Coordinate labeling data
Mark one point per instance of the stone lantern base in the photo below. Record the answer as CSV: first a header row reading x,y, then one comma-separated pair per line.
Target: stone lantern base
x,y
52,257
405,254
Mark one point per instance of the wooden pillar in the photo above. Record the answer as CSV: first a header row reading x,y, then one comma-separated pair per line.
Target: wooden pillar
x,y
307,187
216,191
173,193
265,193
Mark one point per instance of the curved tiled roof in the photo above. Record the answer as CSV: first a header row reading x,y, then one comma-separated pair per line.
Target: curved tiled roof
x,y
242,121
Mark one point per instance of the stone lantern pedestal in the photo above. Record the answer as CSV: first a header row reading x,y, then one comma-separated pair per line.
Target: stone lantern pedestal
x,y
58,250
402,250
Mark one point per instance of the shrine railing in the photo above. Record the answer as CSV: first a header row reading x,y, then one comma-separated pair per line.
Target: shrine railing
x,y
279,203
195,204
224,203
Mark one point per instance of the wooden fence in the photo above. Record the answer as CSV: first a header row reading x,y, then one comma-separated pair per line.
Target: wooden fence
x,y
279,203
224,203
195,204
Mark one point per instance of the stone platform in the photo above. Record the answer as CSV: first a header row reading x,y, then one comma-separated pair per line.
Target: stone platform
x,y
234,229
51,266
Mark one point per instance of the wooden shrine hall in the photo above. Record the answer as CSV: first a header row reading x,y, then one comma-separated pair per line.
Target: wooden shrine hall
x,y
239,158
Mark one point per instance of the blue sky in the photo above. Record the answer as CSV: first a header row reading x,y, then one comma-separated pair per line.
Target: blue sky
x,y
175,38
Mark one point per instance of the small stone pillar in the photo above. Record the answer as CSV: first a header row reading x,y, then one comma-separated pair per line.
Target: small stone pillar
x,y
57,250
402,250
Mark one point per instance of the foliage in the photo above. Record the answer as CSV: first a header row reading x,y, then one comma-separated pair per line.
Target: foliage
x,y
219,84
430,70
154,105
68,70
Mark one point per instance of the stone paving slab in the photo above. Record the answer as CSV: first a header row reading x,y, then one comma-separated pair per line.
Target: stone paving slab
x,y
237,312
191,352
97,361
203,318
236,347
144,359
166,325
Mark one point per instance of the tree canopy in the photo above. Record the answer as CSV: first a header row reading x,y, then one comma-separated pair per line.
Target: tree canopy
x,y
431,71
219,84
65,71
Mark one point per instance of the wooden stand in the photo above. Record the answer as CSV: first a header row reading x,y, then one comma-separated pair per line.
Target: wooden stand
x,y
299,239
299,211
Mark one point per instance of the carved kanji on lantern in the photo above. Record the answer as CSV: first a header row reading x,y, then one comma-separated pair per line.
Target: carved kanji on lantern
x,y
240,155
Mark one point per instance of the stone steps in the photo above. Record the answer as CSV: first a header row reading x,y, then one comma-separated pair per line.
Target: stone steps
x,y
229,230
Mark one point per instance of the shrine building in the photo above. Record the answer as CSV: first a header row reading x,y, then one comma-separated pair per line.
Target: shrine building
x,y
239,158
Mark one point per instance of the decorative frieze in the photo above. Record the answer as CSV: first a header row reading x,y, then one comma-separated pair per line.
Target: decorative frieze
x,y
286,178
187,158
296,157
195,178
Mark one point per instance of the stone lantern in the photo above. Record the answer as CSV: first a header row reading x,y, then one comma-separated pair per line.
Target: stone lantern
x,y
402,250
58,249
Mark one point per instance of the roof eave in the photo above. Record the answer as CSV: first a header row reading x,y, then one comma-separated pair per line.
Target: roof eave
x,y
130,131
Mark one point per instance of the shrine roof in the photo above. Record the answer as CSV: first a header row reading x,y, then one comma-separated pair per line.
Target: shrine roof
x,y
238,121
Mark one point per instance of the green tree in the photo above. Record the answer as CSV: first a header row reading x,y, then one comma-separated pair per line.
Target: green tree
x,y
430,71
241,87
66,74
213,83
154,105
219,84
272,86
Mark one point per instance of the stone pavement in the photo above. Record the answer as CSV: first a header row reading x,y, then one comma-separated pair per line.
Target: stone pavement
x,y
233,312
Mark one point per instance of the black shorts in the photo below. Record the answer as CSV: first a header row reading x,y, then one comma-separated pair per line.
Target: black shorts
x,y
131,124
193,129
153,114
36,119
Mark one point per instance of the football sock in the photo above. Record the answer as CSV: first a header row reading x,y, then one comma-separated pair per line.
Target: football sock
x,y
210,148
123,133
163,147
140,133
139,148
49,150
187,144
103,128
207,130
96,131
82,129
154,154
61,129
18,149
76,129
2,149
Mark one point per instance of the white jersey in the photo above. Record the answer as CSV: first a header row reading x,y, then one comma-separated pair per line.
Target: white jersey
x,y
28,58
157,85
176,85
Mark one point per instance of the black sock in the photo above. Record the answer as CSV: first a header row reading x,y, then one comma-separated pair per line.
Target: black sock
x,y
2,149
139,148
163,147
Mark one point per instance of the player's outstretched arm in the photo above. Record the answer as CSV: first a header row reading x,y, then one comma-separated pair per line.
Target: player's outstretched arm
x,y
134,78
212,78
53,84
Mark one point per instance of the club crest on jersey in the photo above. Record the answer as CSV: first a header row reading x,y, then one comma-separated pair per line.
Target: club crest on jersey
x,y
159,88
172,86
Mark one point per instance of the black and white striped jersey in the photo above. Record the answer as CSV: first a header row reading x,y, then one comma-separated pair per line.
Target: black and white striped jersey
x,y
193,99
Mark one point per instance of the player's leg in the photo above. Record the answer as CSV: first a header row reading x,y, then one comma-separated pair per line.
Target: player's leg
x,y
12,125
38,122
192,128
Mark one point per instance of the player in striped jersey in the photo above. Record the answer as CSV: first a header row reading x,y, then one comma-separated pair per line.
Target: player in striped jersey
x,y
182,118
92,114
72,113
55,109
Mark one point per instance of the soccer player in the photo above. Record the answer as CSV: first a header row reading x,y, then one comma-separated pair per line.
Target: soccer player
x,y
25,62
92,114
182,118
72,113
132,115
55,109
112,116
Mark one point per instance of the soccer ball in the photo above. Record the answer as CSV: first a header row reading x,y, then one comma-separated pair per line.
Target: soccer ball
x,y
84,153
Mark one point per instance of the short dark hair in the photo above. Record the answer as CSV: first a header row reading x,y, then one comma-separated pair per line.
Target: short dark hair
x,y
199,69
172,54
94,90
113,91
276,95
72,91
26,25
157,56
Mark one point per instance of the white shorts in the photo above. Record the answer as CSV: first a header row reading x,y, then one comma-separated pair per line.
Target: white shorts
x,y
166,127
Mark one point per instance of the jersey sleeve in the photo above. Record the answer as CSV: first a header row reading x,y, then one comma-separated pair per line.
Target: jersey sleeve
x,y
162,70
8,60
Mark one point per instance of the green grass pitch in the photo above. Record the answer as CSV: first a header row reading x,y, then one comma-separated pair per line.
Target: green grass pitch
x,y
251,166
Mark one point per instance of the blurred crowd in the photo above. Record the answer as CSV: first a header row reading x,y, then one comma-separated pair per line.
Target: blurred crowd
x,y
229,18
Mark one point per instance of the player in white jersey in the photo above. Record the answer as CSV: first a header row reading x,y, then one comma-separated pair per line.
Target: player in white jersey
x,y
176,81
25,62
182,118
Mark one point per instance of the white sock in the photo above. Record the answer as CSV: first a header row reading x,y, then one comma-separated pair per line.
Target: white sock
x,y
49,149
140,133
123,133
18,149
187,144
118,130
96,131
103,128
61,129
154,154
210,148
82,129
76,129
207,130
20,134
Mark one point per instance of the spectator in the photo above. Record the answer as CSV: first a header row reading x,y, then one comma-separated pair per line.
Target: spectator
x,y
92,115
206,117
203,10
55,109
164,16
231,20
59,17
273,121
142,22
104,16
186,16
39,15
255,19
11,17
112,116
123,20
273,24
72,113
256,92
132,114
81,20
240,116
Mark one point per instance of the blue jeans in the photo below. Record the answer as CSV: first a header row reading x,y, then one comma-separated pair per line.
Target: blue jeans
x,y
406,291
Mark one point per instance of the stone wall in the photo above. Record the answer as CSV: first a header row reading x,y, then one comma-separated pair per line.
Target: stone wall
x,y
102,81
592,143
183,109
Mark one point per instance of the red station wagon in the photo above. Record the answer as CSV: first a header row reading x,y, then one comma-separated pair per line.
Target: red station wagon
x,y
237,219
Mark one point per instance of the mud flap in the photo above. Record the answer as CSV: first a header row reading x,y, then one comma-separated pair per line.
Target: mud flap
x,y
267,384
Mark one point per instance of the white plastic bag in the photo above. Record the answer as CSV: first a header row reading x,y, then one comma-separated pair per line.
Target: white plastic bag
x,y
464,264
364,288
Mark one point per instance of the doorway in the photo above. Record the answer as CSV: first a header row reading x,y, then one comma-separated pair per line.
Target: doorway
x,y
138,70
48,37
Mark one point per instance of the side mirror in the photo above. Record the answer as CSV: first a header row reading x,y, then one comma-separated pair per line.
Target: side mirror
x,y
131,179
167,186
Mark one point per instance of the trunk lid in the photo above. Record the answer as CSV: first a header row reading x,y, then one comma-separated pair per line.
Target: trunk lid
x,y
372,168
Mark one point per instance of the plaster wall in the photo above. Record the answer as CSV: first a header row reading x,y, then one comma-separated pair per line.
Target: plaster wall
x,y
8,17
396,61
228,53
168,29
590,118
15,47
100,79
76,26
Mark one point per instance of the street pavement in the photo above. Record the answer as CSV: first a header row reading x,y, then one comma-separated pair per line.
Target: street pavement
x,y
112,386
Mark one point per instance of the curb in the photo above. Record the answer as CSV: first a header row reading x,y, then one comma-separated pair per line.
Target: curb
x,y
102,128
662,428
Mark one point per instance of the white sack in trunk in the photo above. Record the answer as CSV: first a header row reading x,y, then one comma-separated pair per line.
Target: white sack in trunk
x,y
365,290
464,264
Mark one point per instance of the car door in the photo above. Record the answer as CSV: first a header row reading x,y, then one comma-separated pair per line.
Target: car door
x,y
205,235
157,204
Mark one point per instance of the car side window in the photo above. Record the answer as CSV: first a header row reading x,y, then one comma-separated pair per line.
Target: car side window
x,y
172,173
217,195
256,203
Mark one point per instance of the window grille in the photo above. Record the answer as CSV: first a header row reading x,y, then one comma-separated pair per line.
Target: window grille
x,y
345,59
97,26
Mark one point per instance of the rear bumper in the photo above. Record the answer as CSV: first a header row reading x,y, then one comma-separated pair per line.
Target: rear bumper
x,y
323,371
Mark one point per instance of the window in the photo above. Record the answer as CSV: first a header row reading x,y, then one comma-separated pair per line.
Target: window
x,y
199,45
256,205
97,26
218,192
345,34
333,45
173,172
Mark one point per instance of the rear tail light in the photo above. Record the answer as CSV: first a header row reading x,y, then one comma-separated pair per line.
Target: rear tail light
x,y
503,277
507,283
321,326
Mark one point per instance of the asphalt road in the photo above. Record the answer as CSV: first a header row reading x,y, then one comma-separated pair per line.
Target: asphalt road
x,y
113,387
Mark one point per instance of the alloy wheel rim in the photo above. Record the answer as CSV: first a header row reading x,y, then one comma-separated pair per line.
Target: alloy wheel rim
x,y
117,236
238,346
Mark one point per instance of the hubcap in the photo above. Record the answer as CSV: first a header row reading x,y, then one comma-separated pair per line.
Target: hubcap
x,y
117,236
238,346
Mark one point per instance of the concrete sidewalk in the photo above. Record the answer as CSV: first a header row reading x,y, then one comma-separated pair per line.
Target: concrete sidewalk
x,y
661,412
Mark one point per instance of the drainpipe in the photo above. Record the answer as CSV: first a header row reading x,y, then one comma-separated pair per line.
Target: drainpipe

- **YOUR OBJECTIVE**
Quote the line that contains "Mark one point per instance of the window grille" and each line after it through the end of the data, exactly, leaving out everything else.

- **ANSWER TO THIS PROBLEM**
Mark one point per instance of the window grille in the photo above. Record the answer as CSV: first a header row reading x,y, then one comma-separated pair per line.
Target: window grille
x,y
345,59
97,26
Mark one point per instance of the rear bumper in the photo above. Record the answer as CSV: first a header row reading x,y, then one comma-separated pair per line.
Target: rear bumper
x,y
323,371
Mark one point per instance of the window in the photo above. Record the answer as CSV: first a header row reading x,y, then one comma-separated pair per line.
Target: window
x,y
199,45
256,205
97,26
218,192
345,34
333,45
173,172
Mark one point per instance of the rear tail light in the photo above. Record the answer as CSV: first a header row reading x,y, then one comma-separated pair per line.
Target: rear tail light
x,y
503,277
507,283
321,326
Mark one point per instance of the asphalt road in the photo above. Record the answer as CSV: first a header row reading x,y, then one comma-separated pair per line.
Target: asphalt road
x,y
113,387
Mark one point per instance of the alloy wheel rim in the photo above. Record the answer as CSV: first a header row reading x,y, then one comma-separated pair per line.
Target: alloy wheel rim
x,y
117,236
238,346
Mark one point per instance of the hubcap in the photo above. Record the answer as CSV: first a header row reading x,y, then one comma-separated pair per line.
Target: hubcap
x,y
117,236
238,346
Mark one point per instance of the concrete sidewalk in the photo above. Record the answer as CSV: first a header row reading x,y, then one comma-separated pair per line.
Target: concrete sidewalk
x,y
661,412
Mark one point per instance of the drainpipe in the photo above. Record the answer as CSV: first a header row reading x,y, then one comma-separated pair per line.
Target: drainpipe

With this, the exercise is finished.